▶ WORK REQUEST 1:
Summarize the letters in two sentences.
▶ WORK REQUEST 2:
Answer these questions from the letters:
(a) How many hazardous sites did the Environmental Protection Agency say will not be cleaned up?
(b) Which tax expired five years ago?
(c) What article prompted the second letter?
▶ WORK REQUEST 3:
Reproduce the letters word for word from "Jared McCaffree" to "the real world.".
READING PASSAGE Block Start
Letters

Taxpayers shouldn't pay for nuclear cleanup

Regarding "States' last-ditch attempts to keep out nuclear waste" (July 11): Several weeks ago, the Environmental Protection Agency announced that because of a lack of funding, 33 of our nation's most toxic hazardous sites will not be cleaned up. One in every 4 Americans lives within four miles of a Superfund site and is consequently at greater risk of developing serious health complications.

Five years ago, the polluter-pay tax, which ensured that polluters pay for the cleanup of their toxic sites, expired. President Bush would have the tax burden shifted onto regular taxpayers to account for the $1 billion needed to clean up the sites. The last thing this country needsis another tax increase, especially one that's strictly to clean up someone else's toxic mess.
Jared McCaffree
Worcester, Mass.

Video games no substitute for real life

I found your article "Getting into the game" (Arts & Leisure, July 12) and the idea of people learning "life lessons" via a video game upsetting. I can appreciate the idea of a child learning to care for a pet, for instance, without ever having to "flush a single, real goldfish down the toilet in the service of that lesson," or the doctor who learning how to deal with his guilt via dying cyberpatients, but I still think this is taking us down the wrong road. It is just one more not-good-enough reason to pin people to a picture tube, instead of getting involved with and confronting the real world.
READING PASSAGE Block End
INFORMATION PROVIDED Block Start
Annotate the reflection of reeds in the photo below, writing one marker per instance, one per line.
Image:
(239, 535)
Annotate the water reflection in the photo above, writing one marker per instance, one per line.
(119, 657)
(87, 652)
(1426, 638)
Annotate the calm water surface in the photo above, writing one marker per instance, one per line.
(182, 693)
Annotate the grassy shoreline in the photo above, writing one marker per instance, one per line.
INFORMATION PROVIDED Block End
▶ EXERCISE SOLUTION 1:
The first letter says the Environmental Protection Agency will leave 33 highly toxic sites uncleaned for lack of funding, and it objects to shifting the cleanup cost onto regular taxpayers now that the polluter-pay tax has expired. The second letter calls the idea of learning "life lessons" through video games upsetting, arguing that it pins people to a picture tube instead of having them confront the real world.

▶ EXERCISE SOLUTION 2:
(a) 33
(b) The polluter-pay tax
(c) "Getting into the game" (Arts & Leisure, July 12)

▶ EXERCISE SOLUTION 3:
Jared McCaffree
Worcester, Mass.

Video games no substitute for real life

I found your article "Getting into the game" (Arts & Leisure, July 12) and the idea of people learning "life lessons" via a video game upsetting. I can appreciate the idea of a child learning to care for a pet, for instance, without ever having to "flush a single, real goldfish down the toilet in the service of that lesson," or the doctor who learning how to deal with his guilt via dying cyberpatients, but I still think this is taking us down the wrong road. It is just one more not-good-enough reason to pin people to a picture tube, instead of getting involved with and confronting the real world.